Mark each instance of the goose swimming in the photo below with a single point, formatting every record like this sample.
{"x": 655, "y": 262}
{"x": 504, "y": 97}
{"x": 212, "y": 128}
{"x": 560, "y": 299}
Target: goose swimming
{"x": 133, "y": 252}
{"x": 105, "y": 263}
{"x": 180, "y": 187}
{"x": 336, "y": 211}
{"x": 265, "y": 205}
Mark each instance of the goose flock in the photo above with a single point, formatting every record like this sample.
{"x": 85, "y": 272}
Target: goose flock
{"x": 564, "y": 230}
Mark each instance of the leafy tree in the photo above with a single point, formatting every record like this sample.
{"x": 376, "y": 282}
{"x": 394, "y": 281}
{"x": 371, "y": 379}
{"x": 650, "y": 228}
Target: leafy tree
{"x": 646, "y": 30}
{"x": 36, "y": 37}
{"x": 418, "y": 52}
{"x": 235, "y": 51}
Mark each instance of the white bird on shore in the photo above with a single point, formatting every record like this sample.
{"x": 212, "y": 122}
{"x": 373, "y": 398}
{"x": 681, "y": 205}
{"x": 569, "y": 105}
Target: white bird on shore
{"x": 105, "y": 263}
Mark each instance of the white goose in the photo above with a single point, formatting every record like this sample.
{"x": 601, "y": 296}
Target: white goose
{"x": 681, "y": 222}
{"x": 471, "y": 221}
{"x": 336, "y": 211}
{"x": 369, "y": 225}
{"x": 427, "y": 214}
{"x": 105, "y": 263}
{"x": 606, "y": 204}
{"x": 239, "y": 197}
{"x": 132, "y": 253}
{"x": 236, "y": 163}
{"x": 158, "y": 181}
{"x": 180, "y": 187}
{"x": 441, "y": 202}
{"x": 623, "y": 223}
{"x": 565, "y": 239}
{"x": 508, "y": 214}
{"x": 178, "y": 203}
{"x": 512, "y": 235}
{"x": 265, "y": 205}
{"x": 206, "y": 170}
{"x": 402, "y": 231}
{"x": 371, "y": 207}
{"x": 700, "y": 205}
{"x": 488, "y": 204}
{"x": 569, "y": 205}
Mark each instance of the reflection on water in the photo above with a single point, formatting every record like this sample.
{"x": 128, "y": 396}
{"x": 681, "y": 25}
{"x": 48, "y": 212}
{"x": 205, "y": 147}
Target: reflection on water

━━━━━━

In full and without edits, return the listing.

Mark each instance of the goose swimming in the photo below with a single point, formatting every record like this sample.
{"x": 655, "y": 262}
{"x": 504, "y": 97}
{"x": 212, "y": 128}
{"x": 560, "y": 299}
Target: goose swimming
{"x": 133, "y": 252}
{"x": 105, "y": 263}
{"x": 180, "y": 187}
{"x": 336, "y": 211}
{"x": 265, "y": 205}
Mark each instance of the goose flock in the photo above with a single point, formatting every record like this sample.
{"x": 85, "y": 272}
Target: goose flock
{"x": 564, "y": 230}
Mark each instance of the leafy tree in the photo above with a single point, formatting every record like this sample.
{"x": 376, "y": 282}
{"x": 394, "y": 281}
{"x": 371, "y": 379}
{"x": 650, "y": 228}
Target: leafy tree
{"x": 646, "y": 30}
{"x": 36, "y": 37}
{"x": 418, "y": 52}
{"x": 235, "y": 51}
Mark each instance of the white bird on shore in the photo above with a single point, formatting every record like this sample.
{"x": 212, "y": 122}
{"x": 373, "y": 398}
{"x": 681, "y": 205}
{"x": 569, "y": 105}
Target: white bird on shore
{"x": 105, "y": 263}
Mark each instance of the white goose in the photo above with a single point, formatting every record like this sample.
{"x": 601, "y": 296}
Target: white goose
{"x": 681, "y": 222}
{"x": 471, "y": 221}
{"x": 336, "y": 211}
{"x": 369, "y": 225}
{"x": 427, "y": 214}
{"x": 105, "y": 263}
{"x": 606, "y": 204}
{"x": 239, "y": 197}
{"x": 132, "y": 253}
{"x": 236, "y": 163}
{"x": 158, "y": 181}
{"x": 180, "y": 187}
{"x": 441, "y": 202}
{"x": 623, "y": 223}
{"x": 565, "y": 239}
{"x": 508, "y": 214}
{"x": 178, "y": 203}
{"x": 512, "y": 235}
{"x": 265, "y": 205}
{"x": 206, "y": 170}
{"x": 402, "y": 231}
{"x": 371, "y": 207}
{"x": 700, "y": 205}
{"x": 488, "y": 204}
{"x": 569, "y": 205}
Mark each instance of the reflection on water in the photo above with a single point, formatting every record like this sample.
{"x": 128, "y": 396}
{"x": 681, "y": 25}
{"x": 48, "y": 212}
{"x": 205, "y": 147}
Target: reflection on water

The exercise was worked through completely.